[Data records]

## START

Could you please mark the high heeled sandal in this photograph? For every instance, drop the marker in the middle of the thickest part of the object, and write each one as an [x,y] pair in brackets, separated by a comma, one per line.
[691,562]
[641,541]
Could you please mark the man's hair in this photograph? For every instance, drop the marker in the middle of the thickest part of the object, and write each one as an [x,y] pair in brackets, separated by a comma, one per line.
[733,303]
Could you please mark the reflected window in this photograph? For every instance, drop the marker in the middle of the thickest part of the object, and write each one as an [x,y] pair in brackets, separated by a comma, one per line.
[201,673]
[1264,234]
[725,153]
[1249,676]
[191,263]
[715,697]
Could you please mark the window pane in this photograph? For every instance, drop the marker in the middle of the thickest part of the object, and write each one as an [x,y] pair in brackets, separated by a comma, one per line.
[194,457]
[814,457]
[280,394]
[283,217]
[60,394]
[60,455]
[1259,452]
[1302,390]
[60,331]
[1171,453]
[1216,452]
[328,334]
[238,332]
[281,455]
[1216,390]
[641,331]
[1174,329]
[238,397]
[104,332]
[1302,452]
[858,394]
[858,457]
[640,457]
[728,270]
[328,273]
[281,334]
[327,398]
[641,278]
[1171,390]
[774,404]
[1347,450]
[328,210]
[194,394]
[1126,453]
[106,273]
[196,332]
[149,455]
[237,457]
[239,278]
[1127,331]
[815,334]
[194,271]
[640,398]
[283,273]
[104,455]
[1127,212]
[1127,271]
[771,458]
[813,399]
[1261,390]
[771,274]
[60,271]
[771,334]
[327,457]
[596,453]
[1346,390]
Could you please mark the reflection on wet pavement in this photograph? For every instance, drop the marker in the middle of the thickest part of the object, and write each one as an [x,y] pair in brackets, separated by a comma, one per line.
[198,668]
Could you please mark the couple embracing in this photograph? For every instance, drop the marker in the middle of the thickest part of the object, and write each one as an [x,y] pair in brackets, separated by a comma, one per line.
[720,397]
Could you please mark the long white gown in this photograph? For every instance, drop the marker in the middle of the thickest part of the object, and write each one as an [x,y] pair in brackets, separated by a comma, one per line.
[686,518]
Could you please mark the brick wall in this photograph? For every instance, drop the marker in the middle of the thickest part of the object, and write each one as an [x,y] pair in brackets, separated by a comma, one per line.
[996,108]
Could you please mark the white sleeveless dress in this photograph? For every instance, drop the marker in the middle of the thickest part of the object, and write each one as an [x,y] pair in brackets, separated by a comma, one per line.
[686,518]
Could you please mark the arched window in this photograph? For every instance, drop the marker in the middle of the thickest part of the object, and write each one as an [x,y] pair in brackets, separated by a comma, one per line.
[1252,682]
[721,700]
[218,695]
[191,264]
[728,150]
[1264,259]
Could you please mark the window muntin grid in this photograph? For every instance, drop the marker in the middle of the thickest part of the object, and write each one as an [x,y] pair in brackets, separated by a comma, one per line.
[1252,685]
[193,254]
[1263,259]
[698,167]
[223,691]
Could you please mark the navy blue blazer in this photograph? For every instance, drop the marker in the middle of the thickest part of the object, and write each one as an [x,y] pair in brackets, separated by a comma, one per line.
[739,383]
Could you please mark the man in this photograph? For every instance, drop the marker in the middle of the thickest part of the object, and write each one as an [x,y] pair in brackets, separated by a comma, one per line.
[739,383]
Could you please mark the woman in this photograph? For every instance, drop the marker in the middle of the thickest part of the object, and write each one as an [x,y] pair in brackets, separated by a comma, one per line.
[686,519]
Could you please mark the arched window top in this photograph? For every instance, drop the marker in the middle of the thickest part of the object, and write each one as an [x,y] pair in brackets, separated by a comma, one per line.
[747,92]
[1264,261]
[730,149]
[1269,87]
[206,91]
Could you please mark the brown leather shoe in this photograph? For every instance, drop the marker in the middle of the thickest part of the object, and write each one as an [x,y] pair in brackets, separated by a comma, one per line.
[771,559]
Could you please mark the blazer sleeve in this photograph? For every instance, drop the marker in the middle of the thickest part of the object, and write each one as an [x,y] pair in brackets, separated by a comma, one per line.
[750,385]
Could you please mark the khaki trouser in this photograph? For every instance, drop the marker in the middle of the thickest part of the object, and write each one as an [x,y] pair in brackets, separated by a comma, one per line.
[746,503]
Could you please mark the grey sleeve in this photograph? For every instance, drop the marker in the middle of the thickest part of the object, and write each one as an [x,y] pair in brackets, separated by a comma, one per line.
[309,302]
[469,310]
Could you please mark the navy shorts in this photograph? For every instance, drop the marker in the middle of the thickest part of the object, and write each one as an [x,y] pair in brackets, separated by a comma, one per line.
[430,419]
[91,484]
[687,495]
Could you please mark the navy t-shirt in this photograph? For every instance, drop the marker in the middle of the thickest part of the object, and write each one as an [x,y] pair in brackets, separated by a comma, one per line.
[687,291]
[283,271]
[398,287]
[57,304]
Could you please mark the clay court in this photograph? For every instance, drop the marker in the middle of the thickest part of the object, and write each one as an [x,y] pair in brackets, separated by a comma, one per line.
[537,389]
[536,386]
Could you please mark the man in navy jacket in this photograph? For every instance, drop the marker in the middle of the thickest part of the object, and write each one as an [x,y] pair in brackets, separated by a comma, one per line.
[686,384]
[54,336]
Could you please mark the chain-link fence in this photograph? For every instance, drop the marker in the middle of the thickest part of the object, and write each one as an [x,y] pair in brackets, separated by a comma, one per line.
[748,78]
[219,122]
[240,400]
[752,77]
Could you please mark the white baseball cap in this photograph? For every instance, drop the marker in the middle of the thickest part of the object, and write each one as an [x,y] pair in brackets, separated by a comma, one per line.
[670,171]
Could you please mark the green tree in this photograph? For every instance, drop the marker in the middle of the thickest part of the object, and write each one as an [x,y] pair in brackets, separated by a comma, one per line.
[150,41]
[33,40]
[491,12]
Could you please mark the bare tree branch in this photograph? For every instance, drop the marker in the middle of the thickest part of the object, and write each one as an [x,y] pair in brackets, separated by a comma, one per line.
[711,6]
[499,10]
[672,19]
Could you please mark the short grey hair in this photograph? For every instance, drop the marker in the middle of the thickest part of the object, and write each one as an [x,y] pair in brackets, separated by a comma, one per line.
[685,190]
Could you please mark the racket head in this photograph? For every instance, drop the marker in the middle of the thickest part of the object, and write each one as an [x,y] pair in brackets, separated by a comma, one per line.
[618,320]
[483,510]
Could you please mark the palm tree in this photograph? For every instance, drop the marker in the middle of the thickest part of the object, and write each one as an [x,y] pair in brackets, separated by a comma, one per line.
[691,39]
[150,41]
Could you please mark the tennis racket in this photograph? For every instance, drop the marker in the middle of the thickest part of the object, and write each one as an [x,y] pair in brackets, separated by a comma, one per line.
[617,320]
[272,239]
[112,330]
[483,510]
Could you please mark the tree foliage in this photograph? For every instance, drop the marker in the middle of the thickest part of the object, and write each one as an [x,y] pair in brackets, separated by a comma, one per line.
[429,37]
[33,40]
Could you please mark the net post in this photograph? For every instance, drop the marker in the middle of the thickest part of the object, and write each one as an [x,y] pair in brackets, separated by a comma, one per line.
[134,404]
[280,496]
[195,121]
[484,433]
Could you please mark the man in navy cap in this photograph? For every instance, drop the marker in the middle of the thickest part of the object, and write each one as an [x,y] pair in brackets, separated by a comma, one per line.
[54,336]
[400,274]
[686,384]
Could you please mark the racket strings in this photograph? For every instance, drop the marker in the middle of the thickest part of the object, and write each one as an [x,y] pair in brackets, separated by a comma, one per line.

## END

## DIRECTIVE
Would you reproduce the material above in full, exactly as given?

## WRITTEN REPLY
Could you please mark the high heeled sandal in this photograph? For every instance, drop the marker in the middle of the thickest part of the object, and write each one as an [x,y] pair in brackets, separated by a comma, one per line.
[691,562]
[641,541]
Could you please mark the man's hair in this photograph? For every instance, drop the marker in the middle of the thickest part of the object, and write each one as an [x,y] pair in brackets, separated by a comma, one per line.
[733,303]
Could you please mark the reflected window in this photograph? For every instance, drop the marker in the middle of the thickest part of the object, and write each one as an [x,y] pair in brackets, separated by a comma, one per line.
[201,673]
[1264,234]
[725,153]
[1249,676]
[191,263]
[715,697]
Could you please mark the window pane in this photograph? For every instance, drop the marker in the middle of the thickest part of the object, and write each one as an [x,y] pair in brackets, separated by a comma, one per line.
[194,457]
[814,457]
[280,394]
[283,217]
[60,394]
[60,455]
[1259,452]
[1302,390]
[60,331]
[1171,453]
[1216,452]
[328,334]
[238,332]
[281,455]
[1216,390]
[641,331]
[1174,329]
[238,397]
[104,332]
[1302,452]
[858,394]
[858,457]
[640,457]
[728,270]
[328,273]
[281,334]
[327,398]
[641,278]
[1171,390]
[774,404]
[1347,450]
[328,210]
[194,394]
[1126,453]
[106,273]
[196,332]
[149,455]
[237,457]
[239,278]
[1127,331]
[815,334]
[194,271]
[640,398]
[283,273]
[104,455]
[1127,212]
[1127,271]
[771,458]
[813,399]
[1261,390]
[771,274]
[60,271]
[771,334]
[327,457]
[596,453]
[1346,390]
Could you please mark the reflection on wet pavement in this photograph? For every instance, drop the marker in the middle of the thickest part of the object, and write each one as an [x,y] pair in brackets, separated by a comma, one per line.
[198,668]
Could you please mark the couple embracing in this photograph? For every instance, drop the marker in the middle of the thickest part of the object, and write each one as an [x,y] pair in brackets, separated by a comma, one per line.
[720,397]
Could you please mark the long white gown in this photograph? For every instance, drop the marker in the middle of the thickest part of the object, and write each one as an [x,y] pair in brackets, separated by a comma, one per line.
[686,518]
Could you please mark the brick wall in this photograph? For every instance, drop the marker in the middle of the thickest part of the object, and write each one as an [x,y] pair in brackets, separated by a comma, one per line.
[996,108]
Could you please mark the white sleeveless dress in this photograph? For every instance, drop the marker in the middle of the thickest part of the object, and write each one as an [x,y] pair in brackets, separated by a comma, one per line.
[686,518]
Could you please mark the arched window in this photograph? For every instance, drop the marker in the middle of the thickest part of the object, and write each one as an [x,y] pair in brackets, separated by a comma, one per line.
[1252,682]
[721,700]
[218,695]
[191,264]
[728,150]
[1264,259]
Could you please mark the window muntin grid in this photograph? For every instance, drop the marker in the middle of the thickest part of the object, and write each one as an [x,y] pair in brackets, separated by a comma, one per line.
[1252,685]
[193,254]
[1263,259]
[698,167]
[223,691]
Could you please mark the navy blue blazer in this photograph? For every instance, drop the marker in the middle of the thickest part of the object, and write each one as an [x,y] pair in brackets, separated by a comma, one per line.
[739,383]
Could you please mark the man in this photograph? For every instance, drop the marker in the middle of the thickest part of the object, and write each one as an [x,y] pair in brackets, separated by a comma, one per line.
[739,383]
Could you please mark the woman in this photograph? For every instance, drop the marker in the middle of the thickest part of the object, and write each one as an [x,y] pair in brackets, separated by a comma, one per line.
[686,519]
Could you please mark the arched window top in this photograph? For every instance, drop the marker in the middle of the thickest part of the object, and write each one as an [x,y] pair in brackets, separated by a comma, one per line.
[747,92]
[1264,261]
[730,149]
[1269,87]
[206,91]
Could you please mark the brown leather shoe in this photograph? For every instance, drop the marker in the middle of the thickest part of the object, and write each one as an [x,y] pair in brackets, separated by a comma, one per line.
[771,559]
Could you please mark the blazer sleeve in this photograph? For every instance, drop the marker in the middle of the thickest part of the object, and write each one as an [x,y] pair in brackets, separated by a comma, one per line.
[750,385]
Could you please mark the khaki trouser in this photograph? For every instance, drop the marker in the middle of the thickest part of the object, and write each one as an [x,y] pair in brackets, separated by a comma, one per line.
[746,503]
Could you please mark the grey sleeve in this photograph? For every instance, drop the marker in the middle of the thickest part of the object, and write each one as an [x,y] pair in brackets, separated by a comma, one per line.
[309,302]
[469,310]
Could you please mark the navy shorts in this photograph? For every instance, drop the marker in the middle of the thickest part of the object, and write each one as an [x,y] pair in brackets, separated by a comma, one per line.
[430,419]
[91,484]
[687,495]
Could you please mark the navy t-shirt in this photograph? For every instance, drop the marker in the middle of the thickest part of the object, and write each one as an [x,y] pair in brackets, separated by a comma, one per line.
[687,291]
[283,271]
[398,287]
[57,304]
Could you please mark the clay court in this photograph? For every instance, drop the marker in the middle of the thickest part of the object, and write each one as an [x,y] pair in brackets, separated by a comma, one per line.
[537,389]
[536,386]
Could you please mark the man in navy jacket in this photograph? For every instance, drop the marker in the middle of the thickest part of the object, and write each one as an [x,y] pair in brackets, separated by a comma, one per line.
[686,384]
[54,336]
Could you please mark the chain-link fence in this photograph? For every instance, drop the marker in the middle of the thickest part of the object, and write each one as an [x,y] pair in brackets, separated by a comma, one per line.
[748,78]
[219,122]
[240,400]
[752,77]
Could you please mark the white baseball cap in this photograph? For every instance, drop the marker in the middle of the thickest part of the object, and write each one as an [x,y] pair in brackets, separated by a comma, one per line.
[670,171]
Could you please mark the green tree in this photograph? For every instance, drop the marker in the middle of the thickest part of the object, and write each one as an [x,y] pair in brackets, separated by a comma, one per line.
[150,41]
[33,40]
[491,12]
Could you please mark the bare tree branch in this photograph? For every instance, drop the marker in the middle of the thickest part of the object, and write each one as an [x,y] pair in brackets, separated by a comma, one per line.
[711,6]
[499,10]
[672,19]
Could you please mark the short grey hair in this photograph? For every instance, drop the marker in the middle of the thickest part of the object, and write each one as an [x,y] pair in brackets, separated by a comma, one per line.
[685,190]
Could you please mark the racket head in this photograph? For every instance, drop the marker in the middle of the thickest part of the object, and write each one as an [x,y] pair in brackets, separated by a comma, one per line.
[618,320]
[483,510]
Could you please mark the palm tree in this photograph? For every instance, drop the marker in the middle of the thickest part of the object, and write each one as an [x,y] pair in brackets, separated by a comma, one per line.
[691,39]
[150,41]
Could you please mark the tennis racket in this photograph? For every instance, drop the marker in the middle of the thickest part of the object, and write each one as an [x,y] pair in brackets, separated by a comma, one per line.
[617,320]
[272,239]
[112,330]
[483,510]
Could you please mark the tree foliage in this photograph? For every instance, drop the marker in the middle of the thickest part of the object, and write each one as an [x,y] pair in brackets, separated by a comma, one per line.
[429,37]
[33,40]
Could you please mark the net post in this photograph? For every instance, drop the marker in the middle of the thickest part of the object, and write each one as an [x,y] pair in brackets, separated by a comma, one per line.
[134,404]
[280,496]
[195,121]
[484,433]
Could you please mark the man in navy cap in this photograph? For every instance, drop the marker in the middle of the thickest part of the object, and write each one as an [x,y] pair in brackets, separated by a comma, one per line.
[54,336]
[400,274]
[686,384]
Could you please mark the racket strings in this photograph? For every instance, drop the marker in the middle of the thickest part of the object, and write each one as an [x,y] pair in brackets, separated by a comma, one per line.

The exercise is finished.